| Do this |
Reproduce the part of the ITV Racing history below word for word, from "In the 1980s" up to and including "the 1988 event.".

| Document segment |
━━━━━━

ITV Racing is a programme produced by ITV Sport for races shown on ITV or ITV4 in the United Kingdom. The programme is referred to as Racing on STV in Northern and Central Scotland on STV. In its previous incarnation, the show was an essential part of World of Sport.

History

1969-1985
It started on 4 October 1969 when the programme began to show horse racing from two courses each week rather than one, under the title "They're Off". In the early 1970s it changed to The ITV Seven, reflecting the number of races it showed each week. The ITV Seven was also the title of an accumulator bet where vast sums of money could be won if you correctly predicted the winners of all seven races.

The feature was sometimes known (especially in later years) as the ITV Six, the ITV Five or even the ITV Four, if fewer races were being shown. On these occasions, the bet would be on the remaining televised races and would be comparatively simpler to win, however it was still fairly difficult to win with, on just one bet.

The weekly live coverage came from racecourses such as Sandown Park, York, Newmarket, Doncaster, Newcastle and Redcar. More minor tracks like Warwick, Catterick and Market Rasen were also extensively featured, especially during the National Hunt season in the winter, when ITV had the rights to fewer of the big races.  Meetings from Goodwood and Haydock Park appeared occasionally, and a meeting from Ascot was shown as a one-off in 1977 when the BBC were covering the Grand National at Aintree. From January 1980 onwards, meetings from Kempton Park were shown regularly - before that time, Kempton meetings were on the BBC and were featured on Grandstand.

When racing was impossible due to the weather, greyhound racing would often be shown instead (those were the days before all-weather horse racing).

In the 1980s ITV reduced its racing coverage, and often in the last years of World of Sport only one meeting would be shown.  The last ITV Seven came from Kempton Park and Thirsk on 7 September 1985, three weeks before the last World of Sport, which only covered one meeting, at Redcar. ITV's midweek racing coverage had already been on Channel 4 since 22 March 1984; from 5 October 1985 the Saturday afternoon coverage also moved to the fourth channel, permanently becoming Channel 4 Racing, although it was reduced in scope considerably at the start of 1986, and would not become as extensive as it was in the ITV era until the late 1990s. For a few years ITV did continue to show The Derby, simulcasting Channel 4's coverage, but stopped doing so after the 1988 event.

━━━━━━

| Information given |
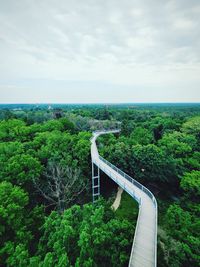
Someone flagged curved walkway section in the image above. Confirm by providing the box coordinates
[91,130,157,267]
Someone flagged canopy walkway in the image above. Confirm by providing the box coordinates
[91,130,157,267]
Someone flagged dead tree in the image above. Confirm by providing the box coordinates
[35,162,87,213]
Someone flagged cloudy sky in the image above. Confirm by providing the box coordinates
[0,0,200,103]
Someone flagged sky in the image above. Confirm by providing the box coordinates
[0,0,200,103]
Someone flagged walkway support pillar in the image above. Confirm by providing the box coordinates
[92,162,100,203]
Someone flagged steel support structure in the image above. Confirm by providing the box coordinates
[92,162,100,203]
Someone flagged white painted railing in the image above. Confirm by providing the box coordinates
[91,129,157,267]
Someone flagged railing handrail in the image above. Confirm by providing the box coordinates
[93,129,158,266]
[99,155,157,207]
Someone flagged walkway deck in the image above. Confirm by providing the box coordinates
[91,130,157,267]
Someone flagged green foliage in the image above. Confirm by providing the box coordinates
[131,144,176,182]
[38,204,133,266]
[130,127,153,145]
[180,171,200,198]
[0,154,42,185]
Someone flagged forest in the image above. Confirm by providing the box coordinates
[0,104,200,267]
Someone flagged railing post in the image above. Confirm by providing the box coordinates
[92,161,100,203]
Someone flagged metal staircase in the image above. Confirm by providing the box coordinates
[91,130,157,267]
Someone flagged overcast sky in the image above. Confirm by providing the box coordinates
[0,0,200,103]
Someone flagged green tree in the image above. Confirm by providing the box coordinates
[180,171,200,199]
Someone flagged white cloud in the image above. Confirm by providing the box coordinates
[0,0,200,102]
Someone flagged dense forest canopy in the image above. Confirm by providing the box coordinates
[0,104,200,267]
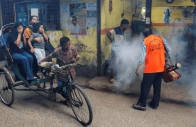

━━━━━━

| Final result |
In the 1980s ITV reduced its racing coverage, and often in the last years of World of Sport only one meeting would be shown.  The last ITV Seven came from Kempton Park and Thirsk on 7 September 1985, three weeks before the last World of Sport, which only covered one meeting, at Redcar. ITV's midweek racing coverage had already been on Channel 4 since 22 March 1984; from 5 October 1985 the Saturday afternoon coverage also moved to the fourth channel, permanently becoming Channel 4 Racing, although it was reduced in scope considerably at the start of 1986, and would not become as extensive as it was in the ITV era until the late 1990s. For a few years ITV did continue to show The Derby, simulcasting Channel 4's coverage, but stopped doing so after the 1988 event.